→ READING TEXT
########################################
One rat study suggest high doses can acutely reduce glucose, but the two human studies conducted suggest that a tea made from Gynostemma Pentaphyllum can be an effective adjunct therapy alongside other treatments such as drug or exercise intervention and augment the efficacy of those interventions
7Skeletal Muscle and Performance
In myotubes, the two dammarane-type saponins known as Damulin A and B can activate AMPK in a concentration and time dependent manner and secondary to this increased glucose uptake 1.7-fold at 60ug/mL (of a solution containing 0.93% Damulin A and 0.68% Damulin B), increased GLUT4 mobilization and increased fatty acid oxidation (2.2-fold), and the increase in beta-oxidation from 150uM Damulin A or 12uM Damulin B is comparable to 1mM AICAR and the glucose uptake of 150uM (but not 12uM Damulin B) was not significantly than different than 2mM Metformin (although trended to be less potent). In feeding rats 150-300mg/kg of this mixture for 9 weeks, AMPK and ACC activity was enhanced in vivo in the soleus muscle.
Appears to activate AMPK in skeletal muscle tissue, which has been noted to occur after oral administration to rats. This may underlie fat burning effects and perhaps some glucose/lipid reducing effects
One study administering a bioactive polysaccharide to mice named GPP1a was able to prolong exercise to fatigue and preserve glycogen content in exercised mice, which was associated with less oxidative markers (MDA); this study is duplicated in Medline.
########################################
(Data records)

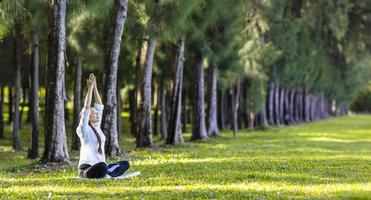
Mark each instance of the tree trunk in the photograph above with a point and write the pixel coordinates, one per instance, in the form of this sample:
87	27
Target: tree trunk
2	125
286	116
292	106
132	110
55	149
198	125
163	125
297	106
10	104
263	116
139	62
175	130
144	138
110	84
22	104
76	103
251	120
306	105
17	89
156	104
33	150
118	112
184	112
212	106
270	103
282	105
221	112
276	104
235	104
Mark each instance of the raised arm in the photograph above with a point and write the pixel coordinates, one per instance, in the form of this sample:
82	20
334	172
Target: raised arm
96	93
90	82
81	130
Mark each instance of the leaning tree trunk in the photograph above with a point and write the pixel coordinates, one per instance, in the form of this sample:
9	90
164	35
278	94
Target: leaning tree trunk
110	85
144	137
235	104
33	151
76	103
55	149
175	129
198	120
212	106
2	125
17	89
163	126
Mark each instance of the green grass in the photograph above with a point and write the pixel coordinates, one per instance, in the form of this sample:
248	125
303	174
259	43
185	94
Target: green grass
321	160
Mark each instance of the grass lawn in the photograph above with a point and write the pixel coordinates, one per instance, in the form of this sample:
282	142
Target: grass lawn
327	159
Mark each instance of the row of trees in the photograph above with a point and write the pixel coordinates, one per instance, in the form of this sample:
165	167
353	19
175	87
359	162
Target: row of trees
266	63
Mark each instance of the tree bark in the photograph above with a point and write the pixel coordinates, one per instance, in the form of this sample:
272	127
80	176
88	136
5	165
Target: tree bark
213	129
76	103
163	125
10	104
291	107
306	105
175	129
263	116
270	103
235	104
33	150
276	104
221	112
139	62
156	104
286	107
282	105
110	92
251	120
55	149
144	138
16	140
2	125
22	103
118	112
198	125
184	112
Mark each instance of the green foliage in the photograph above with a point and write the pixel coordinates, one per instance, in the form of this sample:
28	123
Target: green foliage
362	102
328	159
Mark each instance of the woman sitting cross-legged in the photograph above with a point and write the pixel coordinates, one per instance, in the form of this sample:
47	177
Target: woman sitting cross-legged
92	163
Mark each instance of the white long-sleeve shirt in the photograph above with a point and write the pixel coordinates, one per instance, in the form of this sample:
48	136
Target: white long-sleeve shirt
89	143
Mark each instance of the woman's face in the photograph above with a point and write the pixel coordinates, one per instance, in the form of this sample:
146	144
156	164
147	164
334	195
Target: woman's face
93	117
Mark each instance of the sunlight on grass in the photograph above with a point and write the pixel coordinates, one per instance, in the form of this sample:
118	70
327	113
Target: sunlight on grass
327	159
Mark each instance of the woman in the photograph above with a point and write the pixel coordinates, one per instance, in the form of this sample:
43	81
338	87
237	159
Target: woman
92	163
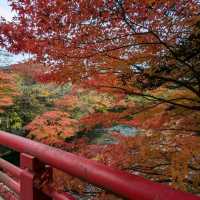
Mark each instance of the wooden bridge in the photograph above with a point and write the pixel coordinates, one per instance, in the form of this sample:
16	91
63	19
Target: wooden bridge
37	159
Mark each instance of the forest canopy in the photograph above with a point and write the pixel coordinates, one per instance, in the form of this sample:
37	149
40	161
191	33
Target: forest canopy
105	65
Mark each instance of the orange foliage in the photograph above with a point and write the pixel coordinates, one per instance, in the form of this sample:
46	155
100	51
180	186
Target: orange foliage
8	89
52	127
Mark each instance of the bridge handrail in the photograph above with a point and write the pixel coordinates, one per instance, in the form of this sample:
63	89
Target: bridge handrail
119	182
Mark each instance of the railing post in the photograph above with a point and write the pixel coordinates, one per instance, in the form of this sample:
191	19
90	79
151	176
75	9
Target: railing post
32	170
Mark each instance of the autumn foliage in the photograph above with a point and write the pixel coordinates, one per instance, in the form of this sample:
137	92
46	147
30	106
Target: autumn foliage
8	89
131	63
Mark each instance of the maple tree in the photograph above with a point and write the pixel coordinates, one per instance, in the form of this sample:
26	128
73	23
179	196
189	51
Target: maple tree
8	89
141	43
148	49
52	127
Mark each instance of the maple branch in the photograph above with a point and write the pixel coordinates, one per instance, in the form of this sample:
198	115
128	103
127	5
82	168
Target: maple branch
170	101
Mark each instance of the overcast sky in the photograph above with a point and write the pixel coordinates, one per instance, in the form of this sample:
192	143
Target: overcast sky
5	11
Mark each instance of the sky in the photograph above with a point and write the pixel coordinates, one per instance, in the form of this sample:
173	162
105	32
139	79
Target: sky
6	12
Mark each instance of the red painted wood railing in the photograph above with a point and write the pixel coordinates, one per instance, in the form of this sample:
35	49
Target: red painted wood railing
37	158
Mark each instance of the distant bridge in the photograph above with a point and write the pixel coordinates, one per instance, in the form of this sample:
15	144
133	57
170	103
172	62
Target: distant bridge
37	159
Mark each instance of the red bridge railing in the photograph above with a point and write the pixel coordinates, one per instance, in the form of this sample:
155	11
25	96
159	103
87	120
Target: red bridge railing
37	158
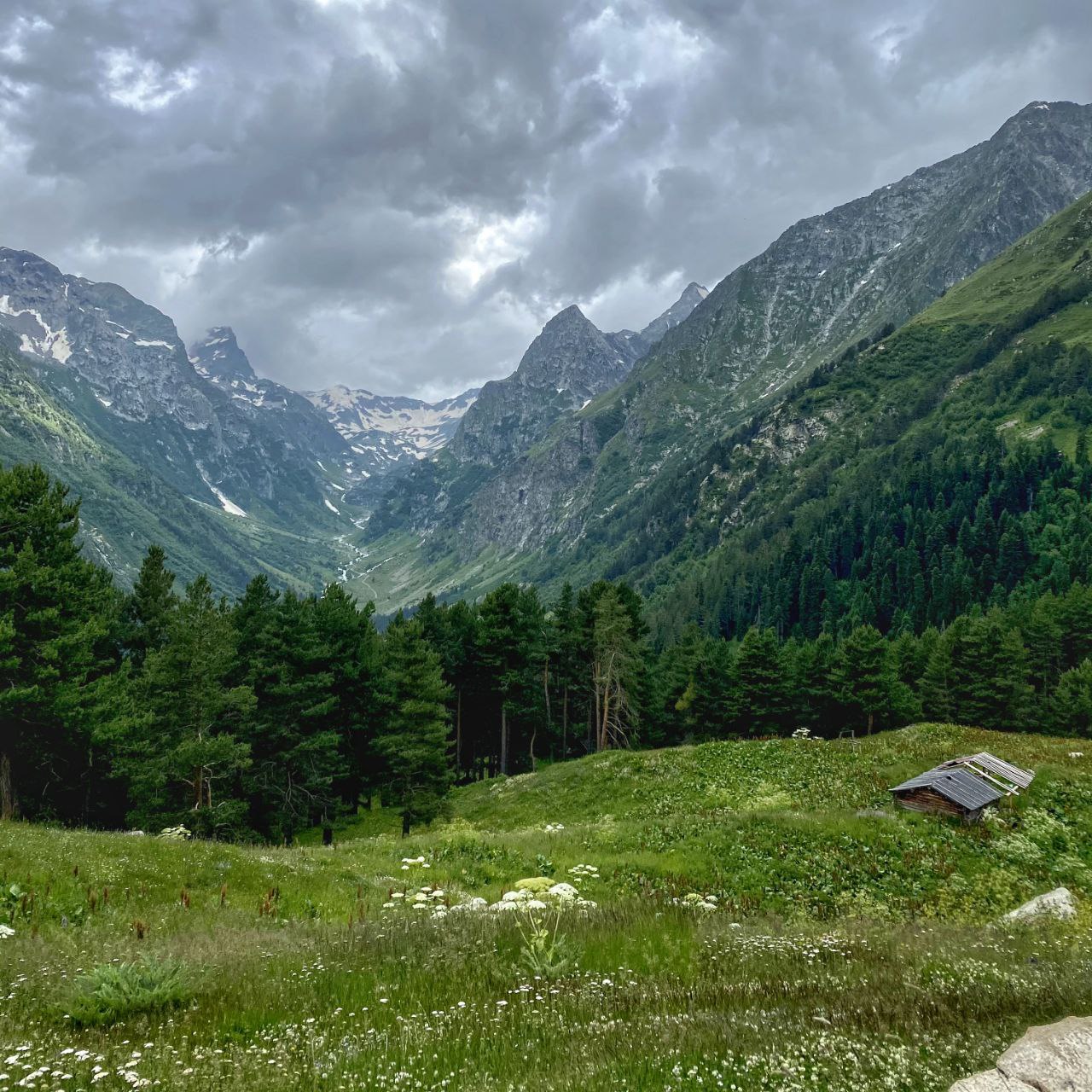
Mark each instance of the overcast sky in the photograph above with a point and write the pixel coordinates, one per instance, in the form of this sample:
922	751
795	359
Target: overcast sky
397	195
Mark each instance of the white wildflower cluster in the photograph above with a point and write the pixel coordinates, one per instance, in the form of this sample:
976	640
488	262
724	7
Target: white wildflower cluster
699	902
557	897
428	901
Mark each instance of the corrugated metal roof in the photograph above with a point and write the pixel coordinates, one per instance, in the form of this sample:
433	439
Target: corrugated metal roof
995	765
958	785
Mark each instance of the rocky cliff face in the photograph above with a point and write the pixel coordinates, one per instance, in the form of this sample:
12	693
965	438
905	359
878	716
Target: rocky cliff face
566	366
241	455
282	412
129	353
826	283
218	357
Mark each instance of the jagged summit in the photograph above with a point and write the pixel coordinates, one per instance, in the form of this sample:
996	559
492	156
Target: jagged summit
693	295
218	356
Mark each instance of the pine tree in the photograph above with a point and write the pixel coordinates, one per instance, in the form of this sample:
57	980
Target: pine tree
58	639
761	685
295	751
354	663
614	667
1071	706
866	677
412	744
148	608
184	747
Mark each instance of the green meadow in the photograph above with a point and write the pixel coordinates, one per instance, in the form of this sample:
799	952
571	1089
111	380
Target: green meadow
737	915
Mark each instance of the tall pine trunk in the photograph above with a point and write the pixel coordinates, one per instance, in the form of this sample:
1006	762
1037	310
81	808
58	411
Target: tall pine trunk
565	721
459	730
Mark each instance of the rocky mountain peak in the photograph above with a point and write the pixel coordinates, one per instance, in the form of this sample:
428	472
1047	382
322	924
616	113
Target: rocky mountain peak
218	356
693	295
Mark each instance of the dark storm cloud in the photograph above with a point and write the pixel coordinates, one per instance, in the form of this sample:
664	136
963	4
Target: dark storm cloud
397	195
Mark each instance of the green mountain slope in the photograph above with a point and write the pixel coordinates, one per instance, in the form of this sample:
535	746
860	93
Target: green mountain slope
48	415
967	402
566	508
353	967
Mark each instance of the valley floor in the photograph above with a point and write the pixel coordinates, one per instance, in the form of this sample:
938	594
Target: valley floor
763	919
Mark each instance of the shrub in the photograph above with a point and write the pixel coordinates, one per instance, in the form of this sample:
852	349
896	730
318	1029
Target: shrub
113	991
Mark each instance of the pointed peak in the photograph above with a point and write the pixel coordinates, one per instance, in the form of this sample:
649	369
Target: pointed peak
572	314
693	295
218	355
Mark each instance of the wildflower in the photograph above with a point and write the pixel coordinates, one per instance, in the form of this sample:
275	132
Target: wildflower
564	892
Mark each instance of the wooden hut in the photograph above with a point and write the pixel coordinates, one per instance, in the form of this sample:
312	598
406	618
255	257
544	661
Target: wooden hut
963	787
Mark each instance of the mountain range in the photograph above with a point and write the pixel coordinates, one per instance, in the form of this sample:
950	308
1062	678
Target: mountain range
584	500
191	448
596	456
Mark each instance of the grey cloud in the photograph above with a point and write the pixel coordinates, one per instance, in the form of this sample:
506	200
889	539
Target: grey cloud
328	178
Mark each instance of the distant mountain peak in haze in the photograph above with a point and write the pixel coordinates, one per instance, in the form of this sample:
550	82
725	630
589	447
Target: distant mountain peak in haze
570	363
390	428
693	295
218	356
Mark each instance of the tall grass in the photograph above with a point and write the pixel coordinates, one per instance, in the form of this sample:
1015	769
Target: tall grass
846	951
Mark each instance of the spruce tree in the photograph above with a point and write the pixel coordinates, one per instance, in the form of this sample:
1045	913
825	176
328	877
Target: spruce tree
148	608
866	678
412	741
295	751
761	682
186	744
58	640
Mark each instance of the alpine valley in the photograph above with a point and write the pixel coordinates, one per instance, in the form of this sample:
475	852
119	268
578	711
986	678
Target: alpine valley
656	456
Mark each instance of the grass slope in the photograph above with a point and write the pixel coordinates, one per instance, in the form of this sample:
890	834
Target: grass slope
851	950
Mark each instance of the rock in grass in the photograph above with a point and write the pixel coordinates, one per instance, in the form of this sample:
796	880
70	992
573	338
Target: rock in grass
1056	903
537	884
1052	1058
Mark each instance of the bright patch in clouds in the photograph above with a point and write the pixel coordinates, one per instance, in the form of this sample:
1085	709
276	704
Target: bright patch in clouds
488	246
143	85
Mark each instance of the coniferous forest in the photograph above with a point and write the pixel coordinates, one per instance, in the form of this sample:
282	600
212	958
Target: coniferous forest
962	595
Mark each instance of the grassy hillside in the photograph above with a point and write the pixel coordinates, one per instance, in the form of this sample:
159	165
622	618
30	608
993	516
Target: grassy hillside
849	947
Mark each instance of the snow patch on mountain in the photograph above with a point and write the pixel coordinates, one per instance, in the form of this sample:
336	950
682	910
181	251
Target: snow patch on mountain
390	429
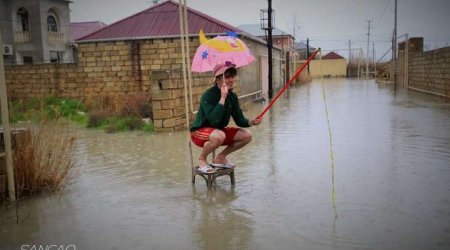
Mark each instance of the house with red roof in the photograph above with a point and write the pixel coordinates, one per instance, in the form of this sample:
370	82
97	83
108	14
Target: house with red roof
141	56
81	29
144	50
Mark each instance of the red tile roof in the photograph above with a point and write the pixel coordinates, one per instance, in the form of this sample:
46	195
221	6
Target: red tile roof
332	55
80	29
161	20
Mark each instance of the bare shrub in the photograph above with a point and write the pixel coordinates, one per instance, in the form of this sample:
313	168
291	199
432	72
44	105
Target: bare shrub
135	105
43	157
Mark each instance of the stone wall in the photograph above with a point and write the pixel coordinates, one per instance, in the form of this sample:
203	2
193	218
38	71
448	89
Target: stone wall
115	69
426	71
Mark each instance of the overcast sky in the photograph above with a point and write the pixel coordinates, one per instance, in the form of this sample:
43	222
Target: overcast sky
329	24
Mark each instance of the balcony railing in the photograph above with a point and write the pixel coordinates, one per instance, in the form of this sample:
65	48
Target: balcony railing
22	36
55	36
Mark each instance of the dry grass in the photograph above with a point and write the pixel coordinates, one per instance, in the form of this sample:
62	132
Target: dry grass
43	157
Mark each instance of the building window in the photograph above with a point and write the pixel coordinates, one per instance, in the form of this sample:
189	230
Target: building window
22	16
28	60
56	57
51	24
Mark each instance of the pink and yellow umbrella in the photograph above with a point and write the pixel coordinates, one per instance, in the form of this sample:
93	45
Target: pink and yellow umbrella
220	50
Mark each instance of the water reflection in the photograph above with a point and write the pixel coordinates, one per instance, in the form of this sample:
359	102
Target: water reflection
217	223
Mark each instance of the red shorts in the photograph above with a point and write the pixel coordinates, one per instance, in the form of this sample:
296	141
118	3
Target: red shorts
201	135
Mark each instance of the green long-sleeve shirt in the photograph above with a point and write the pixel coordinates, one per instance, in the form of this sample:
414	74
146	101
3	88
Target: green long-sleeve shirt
213	114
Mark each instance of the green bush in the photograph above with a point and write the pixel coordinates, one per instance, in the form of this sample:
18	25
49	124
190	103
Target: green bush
48	108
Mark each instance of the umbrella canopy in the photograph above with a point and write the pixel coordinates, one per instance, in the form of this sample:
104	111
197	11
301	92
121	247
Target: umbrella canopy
220	50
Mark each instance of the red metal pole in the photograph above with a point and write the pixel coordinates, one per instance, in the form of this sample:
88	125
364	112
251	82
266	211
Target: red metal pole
287	84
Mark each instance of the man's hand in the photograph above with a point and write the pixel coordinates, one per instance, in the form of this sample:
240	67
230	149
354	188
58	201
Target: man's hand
255	122
224	91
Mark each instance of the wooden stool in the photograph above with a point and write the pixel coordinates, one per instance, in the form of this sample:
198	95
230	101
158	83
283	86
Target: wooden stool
211	177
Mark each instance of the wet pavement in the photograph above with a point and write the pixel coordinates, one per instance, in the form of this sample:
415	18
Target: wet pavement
386	187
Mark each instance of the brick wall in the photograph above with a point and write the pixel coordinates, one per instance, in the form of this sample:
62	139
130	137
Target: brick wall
117	68
430	71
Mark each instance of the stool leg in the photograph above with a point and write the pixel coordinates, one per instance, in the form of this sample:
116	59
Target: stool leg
210	180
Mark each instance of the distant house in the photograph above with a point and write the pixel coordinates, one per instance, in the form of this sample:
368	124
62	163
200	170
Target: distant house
35	31
301	48
280	38
331	65
332	56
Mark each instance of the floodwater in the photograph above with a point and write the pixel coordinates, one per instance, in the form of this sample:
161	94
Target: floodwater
386	187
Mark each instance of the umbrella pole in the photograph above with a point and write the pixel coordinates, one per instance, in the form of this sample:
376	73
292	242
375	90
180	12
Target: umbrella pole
287	84
183	55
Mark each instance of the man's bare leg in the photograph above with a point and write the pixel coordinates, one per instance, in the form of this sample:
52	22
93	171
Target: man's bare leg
216	139
242	138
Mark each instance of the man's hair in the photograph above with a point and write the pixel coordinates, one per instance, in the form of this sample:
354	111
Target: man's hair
231	72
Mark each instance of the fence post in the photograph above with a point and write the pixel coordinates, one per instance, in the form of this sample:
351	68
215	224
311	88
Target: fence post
6	128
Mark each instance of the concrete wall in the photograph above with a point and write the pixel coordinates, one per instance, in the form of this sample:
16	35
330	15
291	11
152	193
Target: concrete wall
424	71
328	68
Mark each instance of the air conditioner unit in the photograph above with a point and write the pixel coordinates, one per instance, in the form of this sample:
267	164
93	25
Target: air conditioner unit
7	50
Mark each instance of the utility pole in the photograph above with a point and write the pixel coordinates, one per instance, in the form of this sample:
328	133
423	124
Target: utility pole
307	52
367	57
349	56
269	46
394	45
374	63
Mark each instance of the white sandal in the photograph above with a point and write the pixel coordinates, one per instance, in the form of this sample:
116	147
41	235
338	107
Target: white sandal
222	165
206	169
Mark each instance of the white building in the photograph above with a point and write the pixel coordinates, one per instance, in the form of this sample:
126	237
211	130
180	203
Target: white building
########################################
→ PROBLEM DESCRIPTION
Summarize the text on Gynostemma pentaphyllum in three sentences. The data come from a different source than the text.

→ RESULT OF THIS TASK
One rat study suggests high doses can acutely reduce glucose, and two human studies suggest Gynostemma pentaphyllum tea can enhance other treatments such as drugs or exercise. In muscle cells, the saponins Damulin A and B activate AMPK, raising glucose uptake, GLUT4 mobilization and fatty acid oxidation, and feeding the mixture to rats enhanced AMPK and ACC activity in the soleus muscle. A polysaccharide called GPP1a prolonged exercise to fatigue in mice and preserved their glycogen content.